SOCIOLOGIA DO "ROCK": um esboço

Com a Teoria Crítica da Escola de Frankfurt, na década de 1930, foram realizados estudos pioneiros sobre a cultura de massas e seu surgimento no capitalismo, por meio da sua indústria cultural. A música dita popular, em especial, foi objeto da análise de Theodor Adorno, o qual a colocou no campo da ideologia, já que havia interesses políticos nela.

Cultura de massas é aquela que deixa todas as consciências homogêneas, em prol da alienação.

Indústria cultural é a maquinaria que a produz em série, como mercadoria.

Ideologia é um pensamento ligado a uma classe social, numa visão de mundo parcial.

Logo, música, no século XX, ficou massificada, bem diferente das suas expressões em salões nobres ou nas festas populares dos séculos anteriores, sem interesses mercantis ou de risco empresarial.

No Brasil, notabilizou-se, nessa tendência crítica (materialismo histórico marxista), José Ramos Tinhorão. Ele realizava a demolição do gosto das classes médias e altas na sua coluna no Jornal do Brasil, do Rio de Janeiro. Para tanto, metia-se na historiografia como forma de documentar seus argumentos com base na luta de classes, segundo ele já disse em várias entrevistas.

"Rock and Roll" pode ser considerado um gênero musical em crise, já que não conseguiu criar novos públicos. Isto ocorreu no final dos anos 90 do século passado.

Muito já se discutiu, entre os próprios autores da Escola de Frankfurt, sobre o caráter totalitário da indústria cultural: de inclusive ser capaz de criar o gosto do público de forma quase que "behaviorista".

Embora não tenha feito um século ainda, o "rock and roll", como gênero musical e como estilo de vida (ou teatralização de estilo de vida) está vendo seu público encolher. A indústria cultural o abandonou, como quem abandona um modelo de automóvel que não satisfaz mais seus consumidores.

O samba brasileiro, o jazz norte-americano e o blues ianque, por exemplo, ainda estão estáveis.

Os motivos da crise do "rock and roll" são: 1) o desinteresse do público; 2) a falta de criatividade dos seus artistas, neste exato momento da História.
______
◆ Exercício proposto a ◆
Conte as linhas da listagem em que aparece a palavra "mask". Responda só com o número.

◆ Dados extraídos ◆
______
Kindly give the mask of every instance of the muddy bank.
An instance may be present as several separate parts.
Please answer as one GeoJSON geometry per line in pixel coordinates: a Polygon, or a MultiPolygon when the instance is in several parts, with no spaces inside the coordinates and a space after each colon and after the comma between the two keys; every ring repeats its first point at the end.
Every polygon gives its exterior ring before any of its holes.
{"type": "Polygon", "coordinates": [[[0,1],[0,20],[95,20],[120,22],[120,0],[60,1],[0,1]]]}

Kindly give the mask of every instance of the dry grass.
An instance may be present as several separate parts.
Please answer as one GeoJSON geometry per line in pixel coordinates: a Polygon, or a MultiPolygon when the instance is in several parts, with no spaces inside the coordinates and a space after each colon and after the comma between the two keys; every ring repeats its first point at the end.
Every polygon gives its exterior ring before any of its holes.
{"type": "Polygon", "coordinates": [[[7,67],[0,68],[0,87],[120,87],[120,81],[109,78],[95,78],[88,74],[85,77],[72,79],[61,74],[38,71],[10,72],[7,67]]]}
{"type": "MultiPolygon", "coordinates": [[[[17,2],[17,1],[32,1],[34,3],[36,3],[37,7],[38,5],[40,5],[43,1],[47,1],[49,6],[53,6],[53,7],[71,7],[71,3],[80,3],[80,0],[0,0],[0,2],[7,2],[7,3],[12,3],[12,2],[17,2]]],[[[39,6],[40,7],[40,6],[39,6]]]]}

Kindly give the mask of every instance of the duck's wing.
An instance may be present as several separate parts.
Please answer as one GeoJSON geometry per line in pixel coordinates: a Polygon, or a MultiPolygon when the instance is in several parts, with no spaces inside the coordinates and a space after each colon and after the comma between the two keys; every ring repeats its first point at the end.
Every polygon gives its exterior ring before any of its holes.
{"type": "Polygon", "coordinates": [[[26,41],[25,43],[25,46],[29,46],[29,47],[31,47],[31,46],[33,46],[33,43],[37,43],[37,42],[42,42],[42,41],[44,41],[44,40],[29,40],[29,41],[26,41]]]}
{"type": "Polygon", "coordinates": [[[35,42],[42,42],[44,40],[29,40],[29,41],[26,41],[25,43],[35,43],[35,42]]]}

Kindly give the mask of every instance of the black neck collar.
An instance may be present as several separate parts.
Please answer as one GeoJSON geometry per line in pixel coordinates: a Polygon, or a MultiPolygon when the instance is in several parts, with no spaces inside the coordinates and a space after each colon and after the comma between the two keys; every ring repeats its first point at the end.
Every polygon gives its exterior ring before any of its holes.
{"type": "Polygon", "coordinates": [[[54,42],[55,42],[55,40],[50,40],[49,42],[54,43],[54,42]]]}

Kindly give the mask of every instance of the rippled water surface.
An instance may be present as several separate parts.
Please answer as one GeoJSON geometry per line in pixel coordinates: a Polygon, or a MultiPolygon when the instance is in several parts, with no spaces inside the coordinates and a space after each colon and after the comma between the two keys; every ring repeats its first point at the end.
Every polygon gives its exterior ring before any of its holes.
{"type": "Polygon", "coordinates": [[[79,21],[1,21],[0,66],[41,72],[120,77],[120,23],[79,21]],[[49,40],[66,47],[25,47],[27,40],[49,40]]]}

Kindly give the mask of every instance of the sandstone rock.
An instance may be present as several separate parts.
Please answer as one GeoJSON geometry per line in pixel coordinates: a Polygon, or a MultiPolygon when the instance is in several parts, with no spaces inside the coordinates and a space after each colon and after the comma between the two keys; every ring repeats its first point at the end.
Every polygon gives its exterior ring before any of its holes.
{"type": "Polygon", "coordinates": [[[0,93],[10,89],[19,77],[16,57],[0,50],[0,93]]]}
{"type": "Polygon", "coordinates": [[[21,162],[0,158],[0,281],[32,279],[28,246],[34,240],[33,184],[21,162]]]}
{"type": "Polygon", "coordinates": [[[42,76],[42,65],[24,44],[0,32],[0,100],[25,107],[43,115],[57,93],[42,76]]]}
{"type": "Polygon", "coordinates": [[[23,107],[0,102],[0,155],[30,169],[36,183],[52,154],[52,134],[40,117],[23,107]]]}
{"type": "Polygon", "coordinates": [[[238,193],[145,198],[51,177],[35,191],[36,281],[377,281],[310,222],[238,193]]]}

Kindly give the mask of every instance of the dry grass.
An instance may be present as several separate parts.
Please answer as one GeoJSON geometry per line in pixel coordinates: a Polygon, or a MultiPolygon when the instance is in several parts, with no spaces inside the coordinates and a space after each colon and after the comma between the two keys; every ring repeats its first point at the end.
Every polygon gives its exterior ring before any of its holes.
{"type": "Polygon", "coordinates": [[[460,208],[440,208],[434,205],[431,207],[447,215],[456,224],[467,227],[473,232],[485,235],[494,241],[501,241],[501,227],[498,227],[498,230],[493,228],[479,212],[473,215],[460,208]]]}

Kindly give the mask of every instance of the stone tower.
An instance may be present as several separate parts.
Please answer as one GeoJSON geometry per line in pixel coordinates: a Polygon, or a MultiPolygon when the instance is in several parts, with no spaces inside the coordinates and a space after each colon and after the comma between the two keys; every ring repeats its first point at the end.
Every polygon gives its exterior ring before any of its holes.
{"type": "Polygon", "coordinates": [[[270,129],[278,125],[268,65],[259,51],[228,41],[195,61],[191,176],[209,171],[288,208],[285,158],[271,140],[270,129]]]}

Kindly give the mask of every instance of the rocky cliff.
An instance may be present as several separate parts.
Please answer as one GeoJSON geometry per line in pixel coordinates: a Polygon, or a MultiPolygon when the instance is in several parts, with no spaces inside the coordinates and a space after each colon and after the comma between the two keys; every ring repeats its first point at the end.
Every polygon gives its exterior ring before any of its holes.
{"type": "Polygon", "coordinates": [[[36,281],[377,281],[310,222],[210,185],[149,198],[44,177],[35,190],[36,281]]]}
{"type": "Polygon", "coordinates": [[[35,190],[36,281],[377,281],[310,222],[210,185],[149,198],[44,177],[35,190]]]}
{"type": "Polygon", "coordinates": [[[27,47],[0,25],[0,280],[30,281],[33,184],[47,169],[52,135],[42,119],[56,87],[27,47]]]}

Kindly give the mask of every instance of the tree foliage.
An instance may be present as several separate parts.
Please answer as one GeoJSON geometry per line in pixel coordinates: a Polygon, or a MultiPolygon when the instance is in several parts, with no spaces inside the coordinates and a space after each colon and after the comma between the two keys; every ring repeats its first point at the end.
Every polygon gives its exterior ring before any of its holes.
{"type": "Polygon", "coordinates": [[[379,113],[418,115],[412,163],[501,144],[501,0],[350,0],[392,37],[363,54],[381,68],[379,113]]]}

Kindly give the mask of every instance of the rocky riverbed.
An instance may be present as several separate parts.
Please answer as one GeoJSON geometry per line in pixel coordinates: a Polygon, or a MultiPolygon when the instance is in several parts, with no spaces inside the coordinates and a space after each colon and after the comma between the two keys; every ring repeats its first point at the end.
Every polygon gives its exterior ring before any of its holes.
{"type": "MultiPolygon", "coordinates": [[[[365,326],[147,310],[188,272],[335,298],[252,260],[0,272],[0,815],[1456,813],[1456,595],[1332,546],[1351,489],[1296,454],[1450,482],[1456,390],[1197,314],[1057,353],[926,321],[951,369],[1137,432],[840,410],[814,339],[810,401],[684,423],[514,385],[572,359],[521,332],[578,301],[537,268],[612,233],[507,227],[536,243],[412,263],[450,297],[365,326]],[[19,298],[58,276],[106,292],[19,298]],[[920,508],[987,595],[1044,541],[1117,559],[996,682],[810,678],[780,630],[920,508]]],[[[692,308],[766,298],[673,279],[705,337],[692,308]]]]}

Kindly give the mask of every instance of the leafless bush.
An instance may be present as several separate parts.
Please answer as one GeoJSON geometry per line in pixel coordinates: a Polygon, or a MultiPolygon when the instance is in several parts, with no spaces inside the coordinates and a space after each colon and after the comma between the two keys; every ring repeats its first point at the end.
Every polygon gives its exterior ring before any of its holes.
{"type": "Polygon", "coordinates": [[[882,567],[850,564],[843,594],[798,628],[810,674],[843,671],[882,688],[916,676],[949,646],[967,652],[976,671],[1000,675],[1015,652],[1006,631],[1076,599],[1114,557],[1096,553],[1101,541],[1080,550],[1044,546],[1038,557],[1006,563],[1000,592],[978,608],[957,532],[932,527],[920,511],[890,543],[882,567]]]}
______
◆ Exercício proposto b ◆
No texto sobre a sociologia do rock, troque "o jazz norte-americano" por "o tango argentino" e reescreva o trecho que começa nas palavras "O samba brasileiro, o" e termina após "momento da História.".

◆ Solução do problema a ◆
12

◆ Solução do problema b ◆
O samba brasileiro, o tango argentino e o blues ianque, por exemplo, ainda estão estáveis.

Os motivos da crise do "rock and roll" são: 1) o desinteresse do público; 2) a falta de criatividade dos seus artistas, neste exato momento da História.